Lines of data
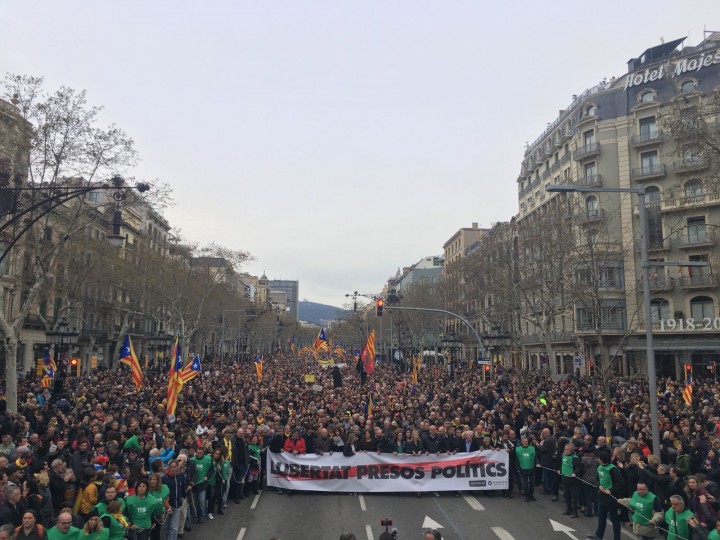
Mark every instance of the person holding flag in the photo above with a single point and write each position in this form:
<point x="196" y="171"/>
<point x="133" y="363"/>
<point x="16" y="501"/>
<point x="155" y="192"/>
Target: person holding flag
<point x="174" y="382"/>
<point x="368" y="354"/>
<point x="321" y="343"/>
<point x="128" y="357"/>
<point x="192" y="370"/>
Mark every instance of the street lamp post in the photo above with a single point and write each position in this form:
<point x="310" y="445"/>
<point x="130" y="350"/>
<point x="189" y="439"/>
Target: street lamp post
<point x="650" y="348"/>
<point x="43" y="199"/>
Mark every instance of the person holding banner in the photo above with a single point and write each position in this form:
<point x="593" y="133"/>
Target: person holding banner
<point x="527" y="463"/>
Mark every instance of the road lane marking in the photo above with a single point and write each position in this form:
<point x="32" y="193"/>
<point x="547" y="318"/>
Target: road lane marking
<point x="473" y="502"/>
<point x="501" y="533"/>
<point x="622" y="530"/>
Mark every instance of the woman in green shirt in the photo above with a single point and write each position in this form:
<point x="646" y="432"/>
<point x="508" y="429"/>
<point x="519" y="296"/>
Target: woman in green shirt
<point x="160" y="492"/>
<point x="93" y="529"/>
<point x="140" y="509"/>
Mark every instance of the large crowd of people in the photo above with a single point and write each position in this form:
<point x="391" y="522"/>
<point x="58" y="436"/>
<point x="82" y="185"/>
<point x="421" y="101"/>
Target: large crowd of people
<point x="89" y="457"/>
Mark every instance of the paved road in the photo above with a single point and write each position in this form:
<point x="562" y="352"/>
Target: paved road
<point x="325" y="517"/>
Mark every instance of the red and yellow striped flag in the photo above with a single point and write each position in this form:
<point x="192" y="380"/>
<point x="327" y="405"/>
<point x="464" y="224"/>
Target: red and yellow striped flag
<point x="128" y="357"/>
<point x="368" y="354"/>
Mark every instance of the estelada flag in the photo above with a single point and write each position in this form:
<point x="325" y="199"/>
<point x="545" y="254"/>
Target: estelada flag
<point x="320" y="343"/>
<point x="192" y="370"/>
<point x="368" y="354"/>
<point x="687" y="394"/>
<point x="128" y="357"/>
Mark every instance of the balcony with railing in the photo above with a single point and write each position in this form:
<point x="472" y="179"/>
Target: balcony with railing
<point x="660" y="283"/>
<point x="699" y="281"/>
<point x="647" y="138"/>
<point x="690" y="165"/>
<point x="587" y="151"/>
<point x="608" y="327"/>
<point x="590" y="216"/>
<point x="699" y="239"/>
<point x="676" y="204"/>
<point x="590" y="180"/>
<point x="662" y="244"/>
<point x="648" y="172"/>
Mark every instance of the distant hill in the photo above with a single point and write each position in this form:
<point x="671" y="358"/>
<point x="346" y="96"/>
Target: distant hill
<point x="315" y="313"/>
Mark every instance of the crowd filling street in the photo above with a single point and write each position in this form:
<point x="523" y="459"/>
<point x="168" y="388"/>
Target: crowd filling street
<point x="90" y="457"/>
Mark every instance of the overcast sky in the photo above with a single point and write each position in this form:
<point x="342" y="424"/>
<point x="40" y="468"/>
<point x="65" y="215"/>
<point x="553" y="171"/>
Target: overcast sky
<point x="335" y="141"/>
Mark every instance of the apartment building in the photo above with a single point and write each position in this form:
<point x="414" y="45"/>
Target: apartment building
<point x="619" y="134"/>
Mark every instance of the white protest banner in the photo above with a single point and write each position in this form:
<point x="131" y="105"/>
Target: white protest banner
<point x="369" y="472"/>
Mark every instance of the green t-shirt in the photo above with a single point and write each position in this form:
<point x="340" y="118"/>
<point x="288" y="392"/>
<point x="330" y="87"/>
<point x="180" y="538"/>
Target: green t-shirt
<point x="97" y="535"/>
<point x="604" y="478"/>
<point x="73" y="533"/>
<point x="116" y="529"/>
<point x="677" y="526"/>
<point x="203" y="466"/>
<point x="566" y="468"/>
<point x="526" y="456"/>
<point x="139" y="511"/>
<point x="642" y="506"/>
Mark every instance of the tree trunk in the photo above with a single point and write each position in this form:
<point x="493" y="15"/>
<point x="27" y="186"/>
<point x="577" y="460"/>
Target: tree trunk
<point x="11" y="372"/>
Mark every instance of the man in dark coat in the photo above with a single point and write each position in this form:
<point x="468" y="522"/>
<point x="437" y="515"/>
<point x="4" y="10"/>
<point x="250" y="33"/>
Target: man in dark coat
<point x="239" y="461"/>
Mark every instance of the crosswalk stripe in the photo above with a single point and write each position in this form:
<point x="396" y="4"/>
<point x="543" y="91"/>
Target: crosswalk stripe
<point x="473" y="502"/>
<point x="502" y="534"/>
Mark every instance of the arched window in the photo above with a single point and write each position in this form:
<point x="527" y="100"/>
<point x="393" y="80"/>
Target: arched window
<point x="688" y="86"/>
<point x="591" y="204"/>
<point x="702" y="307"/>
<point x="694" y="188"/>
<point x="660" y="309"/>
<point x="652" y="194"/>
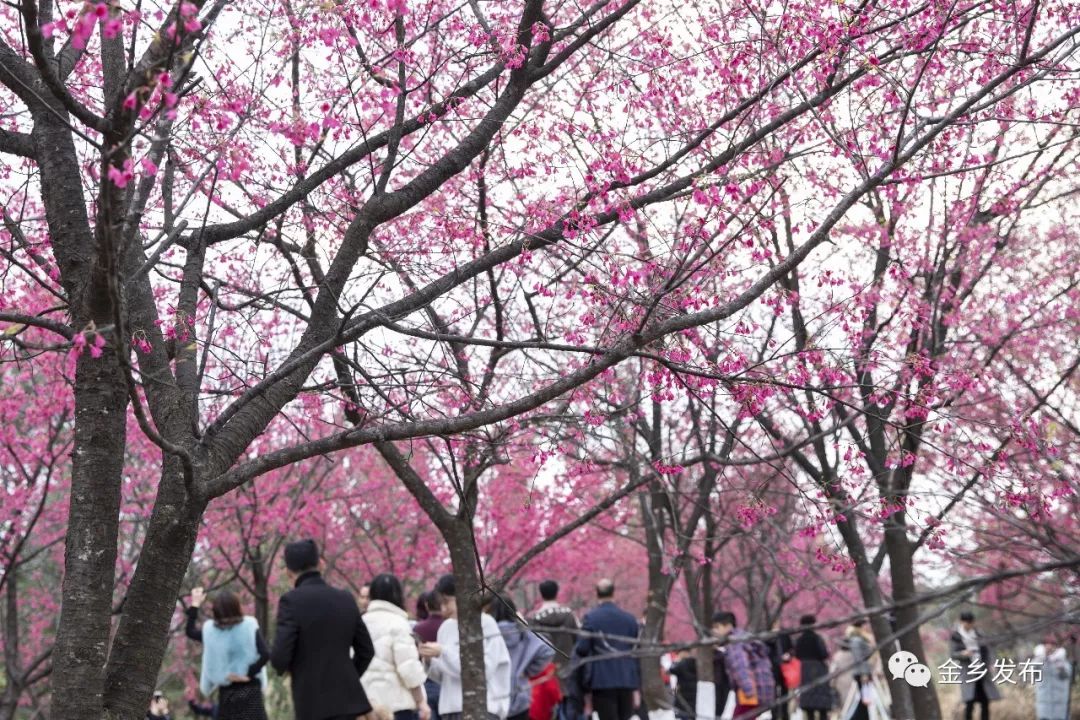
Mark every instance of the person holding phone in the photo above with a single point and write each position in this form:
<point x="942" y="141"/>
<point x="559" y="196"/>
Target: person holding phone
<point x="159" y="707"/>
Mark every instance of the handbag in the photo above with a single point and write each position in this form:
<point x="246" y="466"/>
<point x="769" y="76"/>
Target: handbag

(TASK TO COMPLETE): Rewrite all the entries above with every "street lamp post" changed to "streetlight" and nothing else altered. Leave the pictures out of your answer.

(ANSWER FOR THIS EXERCISE):
Mark every instance of the person holding flag in the photo above with a single point and write each position in this form:
<point x="196" y="171"/>
<point x="133" y="363"/>
<point x="16" y="501"/>
<point x="155" y="192"/>
Target: person holding flag
<point x="174" y="382"/>
<point x="368" y="354"/>
<point x="321" y="343"/>
<point x="128" y="357"/>
<point x="192" y="370"/>
Mark every instance of the streetlight in the photo above with a single point and write each position in this form:
<point x="310" y="445"/>
<point x="130" y="350"/>
<point x="189" y="439"/>
Target: streetlight
<point x="650" y="348"/>
<point x="43" y="199"/>
Mark every instance of the person holding banner in the photo above with a single point and write each position in this form:
<point x="593" y="133"/>
Target: person holding banner
<point x="527" y="463"/>
Mark every instance of the road lane marking in the photo above with a single point and write each position in this form:
<point x="32" y="193"/>
<point x="547" y="318"/>
Target: road lane marking
<point x="473" y="502"/>
<point x="501" y="533"/>
<point x="622" y="530"/>
Mark every instance of the woman in green shirt in the photo above with a single point and write each position in this form:
<point x="646" y="432"/>
<point x="508" y="429"/>
<point x="519" y="296"/>
Target: woman in green shirt
<point x="160" y="492"/>
<point x="93" y="529"/>
<point x="140" y="509"/>
Mark every instance of the large crowd of people in the photo above with a single point and write each position in this form:
<point x="391" y="522"/>
<point x="58" y="436"/>
<point x="82" y="185"/>
<point x="421" y="101"/>
Target: large crowd of people
<point x="89" y="457"/>
Mark every instance of the paved road in the photo above with a single point and write each position in this form:
<point x="562" y="352"/>
Target: paved road
<point x="325" y="517"/>
Mark every instance of the red and yellow striped flag in the photo above with a single point and write each position in this form:
<point x="192" y="380"/>
<point x="327" y="405"/>
<point x="464" y="224"/>
Target: red and yellow striped flag
<point x="128" y="357"/>
<point x="368" y="354"/>
Mark every instance of the estelada flag in the photo above with a single point and write each position in this form:
<point x="325" y="199"/>
<point x="545" y="254"/>
Target: estelada flag
<point x="320" y="343"/>
<point x="192" y="370"/>
<point x="368" y="354"/>
<point x="687" y="394"/>
<point x="128" y="357"/>
Mark every instance of the balcony with railing in the photo above with a single point and write each position in this form:
<point x="472" y="179"/>
Target: balcony with railing
<point x="660" y="283"/>
<point x="699" y="281"/>
<point x="647" y="138"/>
<point x="690" y="165"/>
<point x="587" y="151"/>
<point x="608" y="327"/>
<point x="590" y="216"/>
<point x="699" y="239"/>
<point x="676" y="204"/>
<point x="590" y="180"/>
<point x="662" y="244"/>
<point x="648" y="172"/>
Mark every instance of the distant hill in the photo above with a single point and write each position in this form:
<point x="671" y="358"/>
<point x="346" y="96"/>
Target: distant hill
<point x="315" y="313"/>
Mark every instance of the crowd filling street in the photo above with a single point and write each position in this form:
<point x="523" y="459"/>
<point x="168" y="388"/>
Target: crowd filling street
<point x="90" y="457"/>
Mark every instance of the overcast sky in the photo above with a single point and write each position in this form:
<point x="342" y="424"/>
<point x="40" y="468"/>
<point x="65" y="215"/>
<point x="553" y="171"/>
Target: overcast sky
<point x="335" y="141"/>
Mark every instance of the apartment building in the photo above with a single point and write each position in this form:
<point x="414" y="45"/>
Target: apartment building
<point x="619" y="134"/>
Mark every instance of the white protest banner in the photo above with a single point and write each position in this form:
<point x="131" y="105"/>
Target: white protest banner
<point x="369" y="472"/>
Mark every instance of the green t-shirt in the photo above with a single point and write each position in this form:
<point x="340" y="118"/>
<point x="288" y="392"/>
<point x="330" y="87"/>
<point x="180" y="538"/>
Target: green t-shirt
<point x="97" y="535"/>
<point x="604" y="478"/>
<point x="73" y="533"/>
<point x="116" y="529"/>
<point x="677" y="526"/>
<point x="203" y="466"/>
<point x="566" y="468"/>
<point x="526" y="456"/>
<point x="139" y="511"/>
<point x="642" y="506"/>
Mark every instance of the tree trunk in the photo above with a single point and write each position in this form:
<point x="493" y="15"/>
<point x="27" y="186"/>
<point x="577" y="460"/>
Target: tree trunk
<point x="11" y="372"/>
Mark every instance of the man in dark coat in the photo above with a single point and write each position in this form:
<point x="468" y="522"/>
<point x="437" y="515"/>
<point x="4" y="10"/>
<point x="250" y="33"/>
Target: man in dark coat
<point x="239" y="461"/>
Mark every instance of the crosswalk stripe in the photo above with a single point and write each position in this form:
<point x="396" y="4"/>
<point x="543" y="91"/>
Target: crosswalk stripe
<point x="473" y="502"/>
<point x="502" y="534"/>
Mark every instance of the arched window in the photo above with a single point and write each position in this form:
<point x="527" y="100"/>
<point x="393" y="80"/>
Target: arched window
<point x="688" y="86"/>
<point x="591" y="204"/>
<point x="702" y="307"/>
<point x="694" y="188"/>
<point x="660" y="309"/>
<point x="652" y="194"/>
Mark every instance of the person holding phone in the photo above with a single point and write each position in this form:
<point x="942" y="141"/>
<point x="559" y="196"/>
Target: person holding phone
<point x="159" y="707"/>
Mark every instance of the handbag in the photo above with a single point and write each position in this form:
<point x="246" y="466"/>
<point x="769" y="76"/>
Target: handbag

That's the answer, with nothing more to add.